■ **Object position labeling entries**

==*==

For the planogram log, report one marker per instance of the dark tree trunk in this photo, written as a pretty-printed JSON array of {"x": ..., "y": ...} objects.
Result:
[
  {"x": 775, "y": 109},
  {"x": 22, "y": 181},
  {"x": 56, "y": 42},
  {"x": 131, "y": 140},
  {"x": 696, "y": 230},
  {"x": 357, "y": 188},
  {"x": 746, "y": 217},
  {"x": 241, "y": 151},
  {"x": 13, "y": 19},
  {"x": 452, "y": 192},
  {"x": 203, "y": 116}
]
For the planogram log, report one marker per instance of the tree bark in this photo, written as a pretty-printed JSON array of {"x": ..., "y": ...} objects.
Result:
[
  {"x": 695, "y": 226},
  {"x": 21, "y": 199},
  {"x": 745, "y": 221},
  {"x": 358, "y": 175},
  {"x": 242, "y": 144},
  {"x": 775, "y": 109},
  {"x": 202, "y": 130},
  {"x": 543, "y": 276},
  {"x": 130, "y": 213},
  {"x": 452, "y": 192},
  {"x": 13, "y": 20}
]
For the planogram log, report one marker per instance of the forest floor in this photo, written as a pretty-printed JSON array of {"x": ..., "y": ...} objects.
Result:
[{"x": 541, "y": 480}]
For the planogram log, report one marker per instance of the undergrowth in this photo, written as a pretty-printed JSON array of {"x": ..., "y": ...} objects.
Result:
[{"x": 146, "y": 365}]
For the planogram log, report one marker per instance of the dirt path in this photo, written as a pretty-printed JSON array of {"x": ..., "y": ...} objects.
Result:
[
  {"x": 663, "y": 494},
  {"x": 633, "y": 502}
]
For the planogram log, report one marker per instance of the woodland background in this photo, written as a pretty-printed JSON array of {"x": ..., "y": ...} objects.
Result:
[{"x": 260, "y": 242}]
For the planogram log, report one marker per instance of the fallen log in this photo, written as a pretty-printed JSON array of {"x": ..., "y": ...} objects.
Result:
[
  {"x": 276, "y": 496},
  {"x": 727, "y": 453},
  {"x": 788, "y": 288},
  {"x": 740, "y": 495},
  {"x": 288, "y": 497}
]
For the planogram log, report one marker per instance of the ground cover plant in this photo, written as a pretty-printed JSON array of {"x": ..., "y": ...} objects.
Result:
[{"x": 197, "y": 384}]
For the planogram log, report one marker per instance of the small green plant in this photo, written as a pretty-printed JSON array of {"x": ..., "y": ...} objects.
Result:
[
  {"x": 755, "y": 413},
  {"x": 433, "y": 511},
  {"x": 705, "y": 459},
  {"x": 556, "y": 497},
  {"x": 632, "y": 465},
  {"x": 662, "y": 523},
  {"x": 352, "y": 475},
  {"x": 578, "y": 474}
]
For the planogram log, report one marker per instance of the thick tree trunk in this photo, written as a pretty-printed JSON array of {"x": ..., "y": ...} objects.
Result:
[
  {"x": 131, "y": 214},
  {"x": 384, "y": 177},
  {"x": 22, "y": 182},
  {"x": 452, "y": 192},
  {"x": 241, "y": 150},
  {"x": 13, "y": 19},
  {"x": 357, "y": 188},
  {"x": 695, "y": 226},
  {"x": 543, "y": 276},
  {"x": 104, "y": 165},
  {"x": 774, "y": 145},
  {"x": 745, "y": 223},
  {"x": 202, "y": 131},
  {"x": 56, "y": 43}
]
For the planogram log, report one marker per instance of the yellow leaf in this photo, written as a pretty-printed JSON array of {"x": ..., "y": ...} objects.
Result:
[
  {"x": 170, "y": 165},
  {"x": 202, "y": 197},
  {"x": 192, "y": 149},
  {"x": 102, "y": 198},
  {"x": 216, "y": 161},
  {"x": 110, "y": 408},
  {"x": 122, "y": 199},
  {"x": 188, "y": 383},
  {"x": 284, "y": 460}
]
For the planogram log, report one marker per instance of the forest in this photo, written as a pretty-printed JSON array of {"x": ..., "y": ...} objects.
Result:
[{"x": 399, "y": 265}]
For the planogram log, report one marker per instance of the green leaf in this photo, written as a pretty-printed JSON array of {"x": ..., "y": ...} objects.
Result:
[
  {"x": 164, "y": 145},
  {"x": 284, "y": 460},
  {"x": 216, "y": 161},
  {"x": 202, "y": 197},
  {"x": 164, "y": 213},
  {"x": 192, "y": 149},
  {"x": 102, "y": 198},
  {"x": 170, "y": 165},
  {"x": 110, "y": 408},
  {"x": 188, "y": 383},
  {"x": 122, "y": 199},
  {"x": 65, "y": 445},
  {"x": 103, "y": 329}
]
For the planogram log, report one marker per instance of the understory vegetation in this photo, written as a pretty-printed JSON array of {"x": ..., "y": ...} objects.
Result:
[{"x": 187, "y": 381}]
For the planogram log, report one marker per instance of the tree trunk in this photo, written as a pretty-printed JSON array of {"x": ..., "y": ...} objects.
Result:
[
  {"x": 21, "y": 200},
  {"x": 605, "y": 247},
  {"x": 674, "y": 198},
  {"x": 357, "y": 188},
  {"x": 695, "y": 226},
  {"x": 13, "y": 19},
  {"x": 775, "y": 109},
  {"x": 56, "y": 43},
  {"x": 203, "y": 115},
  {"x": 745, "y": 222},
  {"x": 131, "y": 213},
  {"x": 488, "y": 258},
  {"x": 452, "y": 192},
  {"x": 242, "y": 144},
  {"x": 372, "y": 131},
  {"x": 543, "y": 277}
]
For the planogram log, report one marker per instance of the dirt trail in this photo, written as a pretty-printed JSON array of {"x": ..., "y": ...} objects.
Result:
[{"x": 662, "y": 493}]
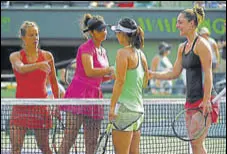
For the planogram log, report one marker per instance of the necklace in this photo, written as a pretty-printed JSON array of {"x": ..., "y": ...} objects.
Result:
[{"x": 99, "y": 50}]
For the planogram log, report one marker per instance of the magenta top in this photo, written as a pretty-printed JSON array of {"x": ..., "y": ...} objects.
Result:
[{"x": 83, "y": 86}]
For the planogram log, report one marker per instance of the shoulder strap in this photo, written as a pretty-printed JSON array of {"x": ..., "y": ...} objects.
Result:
[
  {"x": 184, "y": 47},
  {"x": 194, "y": 42}
]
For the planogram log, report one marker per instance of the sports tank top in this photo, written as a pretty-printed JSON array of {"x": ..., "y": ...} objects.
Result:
[
  {"x": 31, "y": 84},
  {"x": 194, "y": 74},
  {"x": 131, "y": 95}
]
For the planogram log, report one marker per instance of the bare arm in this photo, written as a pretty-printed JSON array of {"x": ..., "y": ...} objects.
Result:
[
  {"x": 19, "y": 66},
  {"x": 121, "y": 69},
  {"x": 52, "y": 75},
  {"x": 172, "y": 74},
  {"x": 90, "y": 71},
  {"x": 216, "y": 50}
]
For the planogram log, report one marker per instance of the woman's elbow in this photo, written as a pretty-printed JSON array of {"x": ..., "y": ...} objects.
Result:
[
  {"x": 20, "y": 70},
  {"x": 120, "y": 82}
]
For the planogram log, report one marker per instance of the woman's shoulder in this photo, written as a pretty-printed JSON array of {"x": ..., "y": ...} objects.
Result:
[
  {"x": 86, "y": 45},
  {"x": 18, "y": 53}
]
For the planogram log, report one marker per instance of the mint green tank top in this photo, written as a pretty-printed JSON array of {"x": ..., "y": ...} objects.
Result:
[{"x": 131, "y": 96}]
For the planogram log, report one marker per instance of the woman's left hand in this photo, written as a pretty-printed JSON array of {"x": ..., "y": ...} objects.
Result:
[
  {"x": 206, "y": 106},
  {"x": 112, "y": 115}
]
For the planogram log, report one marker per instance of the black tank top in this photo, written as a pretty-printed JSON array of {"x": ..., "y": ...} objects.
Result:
[{"x": 191, "y": 62}]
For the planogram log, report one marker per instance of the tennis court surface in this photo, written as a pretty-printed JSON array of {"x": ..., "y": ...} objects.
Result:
[{"x": 157, "y": 136}]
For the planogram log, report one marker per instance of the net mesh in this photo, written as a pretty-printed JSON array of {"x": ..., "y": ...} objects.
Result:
[{"x": 156, "y": 132}]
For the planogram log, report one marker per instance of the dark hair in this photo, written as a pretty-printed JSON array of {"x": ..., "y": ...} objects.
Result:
[
  {"x": 91, "y": 23},
  {"x": 196, "y": 14},
  {"x": 136, "y": 39},
  {"x": 23, "y": 29}
]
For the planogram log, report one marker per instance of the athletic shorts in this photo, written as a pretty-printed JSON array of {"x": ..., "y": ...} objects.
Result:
[{"x": 127, "y": 120}]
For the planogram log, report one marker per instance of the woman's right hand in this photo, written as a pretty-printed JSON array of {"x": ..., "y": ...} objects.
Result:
[
  {"x": 44, "y": 66},
  {"x": 111, "y": 70}
]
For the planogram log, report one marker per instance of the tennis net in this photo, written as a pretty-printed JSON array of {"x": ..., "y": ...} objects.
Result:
[{"x": 157, "y": 136}]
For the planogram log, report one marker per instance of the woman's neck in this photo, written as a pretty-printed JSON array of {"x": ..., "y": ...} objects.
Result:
[
  {"x": 192, "y": 37},
  {"x": 31, "y": 51},
  {"x": 97, "y": 43}
]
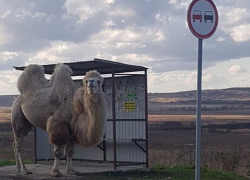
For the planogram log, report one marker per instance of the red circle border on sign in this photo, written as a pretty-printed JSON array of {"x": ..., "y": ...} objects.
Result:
[{"x": 190, "y": 24}]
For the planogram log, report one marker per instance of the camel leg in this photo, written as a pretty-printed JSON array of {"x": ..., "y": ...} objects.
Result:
[
  {"x": 59, "y": 136},
  {"x": 18, "y": 153},
  {"x": 21, "y": 127},
  {"x": 58, "y": 150},
  {"x": 18, "y": 166},
  {"x": 69, "y": 152}
]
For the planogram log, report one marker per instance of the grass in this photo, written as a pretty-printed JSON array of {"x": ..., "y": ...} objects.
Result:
[
  {"x": 211, "y": 118},
  {"x": 187, "y": 173},
  {"x": 11, "y": 162},
  {"x": 159, "y": 172},
  {"x": 169, "y": 173}
]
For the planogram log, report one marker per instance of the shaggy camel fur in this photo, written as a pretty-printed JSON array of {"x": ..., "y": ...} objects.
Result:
[{"x": 48, "y": 105}]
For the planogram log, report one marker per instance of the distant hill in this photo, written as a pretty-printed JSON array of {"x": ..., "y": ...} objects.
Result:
[
  {"x": 218, "y": 94},
  {"x": 217, "y": 100},
  {"x": 7, "y": 100},
  {"x": 215, "y": 96}
]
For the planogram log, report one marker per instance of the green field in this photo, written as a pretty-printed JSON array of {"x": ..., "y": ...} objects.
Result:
[{"x": 158, "y": 172}]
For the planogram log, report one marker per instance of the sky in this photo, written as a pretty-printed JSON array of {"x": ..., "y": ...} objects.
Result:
[{"x": 150, "y": 33}]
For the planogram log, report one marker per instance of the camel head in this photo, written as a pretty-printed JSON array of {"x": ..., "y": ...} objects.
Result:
[{"x": 92, "y": 82}]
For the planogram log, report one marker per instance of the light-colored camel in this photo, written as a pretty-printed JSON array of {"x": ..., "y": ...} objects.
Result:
[{"x": 48, "y": 105}]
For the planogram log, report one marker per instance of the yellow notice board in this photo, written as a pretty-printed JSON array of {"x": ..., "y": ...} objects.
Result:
[{"x": 129, "y": 106}]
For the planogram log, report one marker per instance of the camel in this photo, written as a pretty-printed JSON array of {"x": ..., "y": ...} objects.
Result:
[{"x": 69, "y": 116}]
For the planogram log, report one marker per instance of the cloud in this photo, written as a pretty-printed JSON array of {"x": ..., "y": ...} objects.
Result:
[
  {"x": 240, "y": 33},
  {"x": 237, "y": 69}
]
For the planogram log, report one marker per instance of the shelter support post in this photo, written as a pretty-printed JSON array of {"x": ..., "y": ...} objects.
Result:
[
  {"x": 198, "y": 113},
  {"x": 114, "y": 121},
  {"x": 146, "y": 115}
]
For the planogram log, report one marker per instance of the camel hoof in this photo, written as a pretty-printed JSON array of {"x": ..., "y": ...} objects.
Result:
[
  {"x": 73, "y": 172},
  {"x": 56, "y": 173},
  {"x": 25, "y": 171}
]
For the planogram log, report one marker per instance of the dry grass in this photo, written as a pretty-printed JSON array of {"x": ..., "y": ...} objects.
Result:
[{"x": 189, "y": 118}]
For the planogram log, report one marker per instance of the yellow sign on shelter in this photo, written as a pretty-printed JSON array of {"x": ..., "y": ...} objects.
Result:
[{"x": 129, "y": 106}]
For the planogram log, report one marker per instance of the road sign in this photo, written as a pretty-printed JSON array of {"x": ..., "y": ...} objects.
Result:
[{"x": 202, "y": 18}]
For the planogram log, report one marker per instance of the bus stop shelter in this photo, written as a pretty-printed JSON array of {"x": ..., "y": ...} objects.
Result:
[{"x": 125, "y": 142}]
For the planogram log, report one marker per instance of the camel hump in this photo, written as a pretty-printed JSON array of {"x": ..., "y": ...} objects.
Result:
[{"x": 32, "y": 78}]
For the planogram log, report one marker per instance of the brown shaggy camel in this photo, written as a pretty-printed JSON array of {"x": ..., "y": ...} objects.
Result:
[{"x": 48, "y": 105}]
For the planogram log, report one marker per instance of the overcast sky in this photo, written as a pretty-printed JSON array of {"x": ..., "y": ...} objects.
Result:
[{"x": 150, "y": 33}]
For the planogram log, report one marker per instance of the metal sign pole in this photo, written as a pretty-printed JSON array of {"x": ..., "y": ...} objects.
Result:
[{"x": 198, "y": 113}]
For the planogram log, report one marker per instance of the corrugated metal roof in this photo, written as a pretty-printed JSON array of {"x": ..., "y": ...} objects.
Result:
[{"x": 102, "y": 66}]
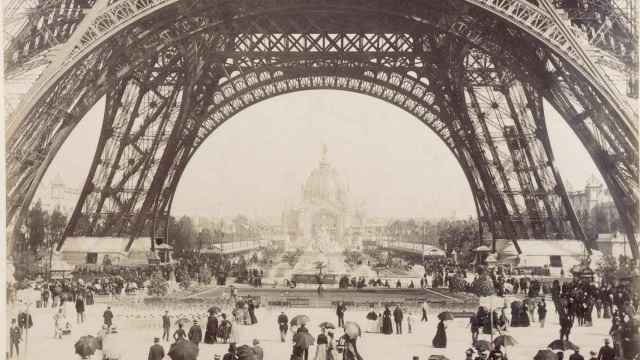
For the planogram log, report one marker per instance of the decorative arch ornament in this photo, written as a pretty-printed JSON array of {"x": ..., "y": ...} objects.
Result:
[{"x": 158, "y": 62}]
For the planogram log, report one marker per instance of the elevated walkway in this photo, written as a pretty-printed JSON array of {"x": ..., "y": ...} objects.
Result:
[{"x": 355, "y": 298}]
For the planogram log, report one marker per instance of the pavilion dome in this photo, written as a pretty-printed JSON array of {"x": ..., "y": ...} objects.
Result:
[{"x": 323, "y": 185}]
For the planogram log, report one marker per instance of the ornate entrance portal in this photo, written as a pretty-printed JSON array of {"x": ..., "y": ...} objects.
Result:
[{"x": 475, "y": 72}]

==*==

■ **Exercise objective**
Quote exactly the lines from the one that contains "of the metal" through the end of the listing above, both ends included, leaving out the pictures.

■ **Output for this exercise**
For the planogram log, report one marker per instance of the metal sign pole in this photo, written as a pretty-printed JSON array of {"x": ..., "y": ...} objects.
Result:
[{"x": 198, "y": 113}]
For the planogram log, report one marker per instance of the corrugated metal roof in this photo, written as a pretty-printed JSON array of {"x": ..., "y": ...} objects.
Result:
[{"x": 102, "y": 66}]
For the planogram log, report one marker per instance of the decorative arch ornament in this photo, written as a pretty-printed JSON array of {"x": ..., "y": ...} objects.
Result:
[{"x": 158, "y": 62}]
For the planogram log, report one marker per instance of the elevated walkway in this photo, written as a pretty-printed JSON array of {"x": ..., "y": ...} objects.
Result:
[{"x": 355, "y": 298}]
For the planogram log, report one marker per instance of the pavilion dome in this photo, written as a pretty-printed JSON array of {"x": ..., "y": ...} objects.
Result:
[{"x": 323, "y": 185}]
For the planogram log, report one marker per instance of the ornate entrance portal in this photo, written as a pretty-printed JSON array of {"x": ..., "y": ...} objects.
Result:
[{"x": 475, "y": 72}]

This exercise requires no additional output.